## TASK TO COMPLETE
Write out the material below exactly, with no line missing.

***** RECORDS FOR THE TASK *****

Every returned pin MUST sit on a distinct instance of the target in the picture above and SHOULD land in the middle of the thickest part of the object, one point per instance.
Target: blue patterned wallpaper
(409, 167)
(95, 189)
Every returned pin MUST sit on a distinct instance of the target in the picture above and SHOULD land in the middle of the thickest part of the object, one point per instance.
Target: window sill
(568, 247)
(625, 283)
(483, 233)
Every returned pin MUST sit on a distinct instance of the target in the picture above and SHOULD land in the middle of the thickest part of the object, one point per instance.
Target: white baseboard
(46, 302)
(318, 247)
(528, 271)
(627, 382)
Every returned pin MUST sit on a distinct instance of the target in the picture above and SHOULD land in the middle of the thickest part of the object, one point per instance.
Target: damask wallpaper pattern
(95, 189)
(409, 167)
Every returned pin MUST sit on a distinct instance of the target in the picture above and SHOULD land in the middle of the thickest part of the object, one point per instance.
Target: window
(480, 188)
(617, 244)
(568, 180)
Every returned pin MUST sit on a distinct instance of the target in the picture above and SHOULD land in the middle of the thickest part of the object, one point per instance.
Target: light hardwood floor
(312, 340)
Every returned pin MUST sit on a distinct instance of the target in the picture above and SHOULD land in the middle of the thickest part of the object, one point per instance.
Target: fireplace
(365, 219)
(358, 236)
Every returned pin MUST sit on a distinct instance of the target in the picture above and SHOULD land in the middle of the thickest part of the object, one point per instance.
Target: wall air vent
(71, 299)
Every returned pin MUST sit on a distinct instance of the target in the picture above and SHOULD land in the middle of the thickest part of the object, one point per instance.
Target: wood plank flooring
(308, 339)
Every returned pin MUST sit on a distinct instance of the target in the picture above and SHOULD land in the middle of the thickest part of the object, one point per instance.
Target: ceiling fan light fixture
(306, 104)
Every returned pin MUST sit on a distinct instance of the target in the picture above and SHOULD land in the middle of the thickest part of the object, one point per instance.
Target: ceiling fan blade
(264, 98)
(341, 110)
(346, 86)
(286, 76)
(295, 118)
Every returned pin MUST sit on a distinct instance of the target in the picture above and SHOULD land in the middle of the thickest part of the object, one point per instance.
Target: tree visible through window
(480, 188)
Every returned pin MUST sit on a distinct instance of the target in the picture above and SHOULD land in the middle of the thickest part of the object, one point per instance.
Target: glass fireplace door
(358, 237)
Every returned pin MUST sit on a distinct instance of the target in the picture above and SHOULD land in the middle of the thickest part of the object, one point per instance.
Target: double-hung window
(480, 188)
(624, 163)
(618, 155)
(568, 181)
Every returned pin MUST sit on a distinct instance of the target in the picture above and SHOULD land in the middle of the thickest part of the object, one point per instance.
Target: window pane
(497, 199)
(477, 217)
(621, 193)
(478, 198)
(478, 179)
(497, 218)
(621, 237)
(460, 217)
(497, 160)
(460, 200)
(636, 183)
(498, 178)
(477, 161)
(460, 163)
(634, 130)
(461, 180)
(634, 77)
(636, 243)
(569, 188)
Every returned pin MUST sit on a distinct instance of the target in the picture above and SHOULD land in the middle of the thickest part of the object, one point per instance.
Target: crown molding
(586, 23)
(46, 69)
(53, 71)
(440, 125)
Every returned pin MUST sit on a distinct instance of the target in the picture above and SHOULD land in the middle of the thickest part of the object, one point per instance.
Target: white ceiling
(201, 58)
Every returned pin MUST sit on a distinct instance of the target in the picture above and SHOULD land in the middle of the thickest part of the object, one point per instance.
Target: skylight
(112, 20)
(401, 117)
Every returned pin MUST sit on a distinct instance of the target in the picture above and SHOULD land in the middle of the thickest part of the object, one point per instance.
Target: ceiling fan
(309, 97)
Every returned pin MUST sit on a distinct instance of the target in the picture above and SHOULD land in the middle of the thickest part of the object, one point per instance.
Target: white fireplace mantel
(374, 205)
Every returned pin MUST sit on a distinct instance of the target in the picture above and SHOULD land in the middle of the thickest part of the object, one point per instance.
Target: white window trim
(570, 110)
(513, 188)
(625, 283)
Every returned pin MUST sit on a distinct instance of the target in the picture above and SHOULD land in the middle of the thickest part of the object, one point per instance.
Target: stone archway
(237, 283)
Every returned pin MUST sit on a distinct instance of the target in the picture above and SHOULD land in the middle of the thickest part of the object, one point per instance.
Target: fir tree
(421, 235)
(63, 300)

*****

## WORKED SOLUTION
Every returned pin MUST sit on a distinct instance of the target in the picture above and SHOULD land in the middle of the thickest part of the object, one point per instance.
Target: blue patterned wallpaper
(409, 167)
(95, 189)
Every returned pin MUST sit on a distinct instance of the target in the picture above and SHOULD land in the middle of the thickest part of the object, one point per instance.
Target: window sill
(568, 247)
(625, 283)
(483, 233)
Every returned pin MUST sit on a distinct instance of the target in the picture above and SHOULD land in the middle of the thickest part of the object, one point per instance.
Target: white baseboard
(46, 302)
(318, 247)
(528, 271)
(627, 382)
Every returned pin MUST sit on a distinct instance of the target in the picture above and SHOULD land in the middle of the thickest part of the object, one point per instance.
Target: damask wallpaper pattern
(95, 189)
(409, 167)
Every returned pin MUST sit on a distinct instance of the target in the picture above and SHOULD land in the middle of the thickest part of the object, one point per instance.
Target: window
(480, 188)
(617, 244)
(568, 180)
Every returned pin MUST sit on a distinct instance of the target in the picture above and SHOULD land in the middle of the thickest part of the object, one point per instance.
Target: light hardwood floor
(312, 340)
Every returned pin MUST sit on a distinct instance of the target in the picture above and SHOULD land in the middle of the thickest part of the object, one point per instance.
Target: fireplace
(365, 219)
(358, 236)
Every returned pin MUST sit on a distinct instance of the target in the picture above and SHOULD land in the middle of the thickest part of the object, one point per instance.
Target: wall air vent
(71, 299)
Every returned pin MUST sit on a distinct instance of the target in the picture above and SHOULD land in the middle of the thickest part of the object, one point per instance.
Target: wood plank flooring
(308, 339)
Every returned pin MUST sit on a distinct instance of the target in the picture above and SHOULD land in the middle of the thickest part of the object, one point per instance.
Target: ceiling fan light fixture
(306, 104)
Every returned pin MUST sit on a distinct instance of the target in the picture above and SHOULD land in the middle of the thickest part of the object, one point per instance.
Target: ceiling fan blade
(264, 98)
(341, 110)
(346, 86)
(286, 76)
(295, 118)
Every returned pin MUST sit on a distinct instance of the target in the picture above and SHOULD land in the middle of the thickest part of the object, one point per instance.
Target: tree visible through window
(480, 188)
Every returned pin MUST sit on a distinct instance of the target in the picture above and SHOULD land in the middle of the thickest part of the object, one point per instance.
Target: glass fireplace door
(358, 237)
Every returned pin MUST sit on a distinct instance of the target in the picture above and SHOULD land in the middle of the thickest part of the object, one point per instance.
Target: double-hung window
(480, 188)
(624, 163)
(618, 155)
(568, 181)
Every returned pin MUST sit on a distinct instance of the target in the picture above and SHOULD land in the middle of the thickest part of the object, one point per instance.
Target: window pane
(497, 199)
(477, 217)
(621, 193)
(478, 198)
(478, 179)
(497, 218)
(621, 237)
(460, 217)
(497, 160)
(460, 200)
(636, 183)
(498, 178)
(477, 161)
(460, 163)
(634, 130)
(461, 180)
(634, 77)
(636, 243)
(569, 188)
Every returned pin MUST sit on a distinct instance of the target in the picture above and SHOULD land in the middle of the thickest part of the object, one point per instance.
Target: crown molding
(586, 23)
(46, 69)
(53, 71)
(440, 125)
Every returned pin MUST sit on a distinct instance of the target in the picture above and SHOULD land in the middle of the thickest part of the object, one point per instance.
Target: white ceiling
(201, 58)
Every returned pin MUST sit on a distinct instance of the target in the picture above and SHOULD land in the middle of the thickest part of the object, one point per instance.
Target: skylight
(112, 20)
(401, 117)
Every returned pin MUST sit on a distinct instance of the target in the picture above and SHOULD land in the middle of the thickest part of the object, one point per instance.
Target: ceiling fan
(309, 97)
Every returned pin MUST sit on a distinct instance of the target in the picture above and SHOULD land in the middle of the thickest part of the object, one point per instance.
Target: white fireplace mantel
(374, 205)
Every returned pin MUST sit on a distinct instance of the target in the picture above and SHOULD land in the middle of the thickest part of the object, one point per instance.
Target: white window trim
(570, 110)
(513, 188)
(625, 283)
Every returned pin MUST sit on a distinct instance of the target in the picture above and SHOULD land in the middle of the thickest part of the object, one point per instance.
Target: stone archway
(237, 283)
Every returned pin MUST sit on a distinct instance of the target in the picture above and SHOULD land in the middle of the thickest part of the object, one point per instance.
Target: fir tree
(421, 235)
(63, 300)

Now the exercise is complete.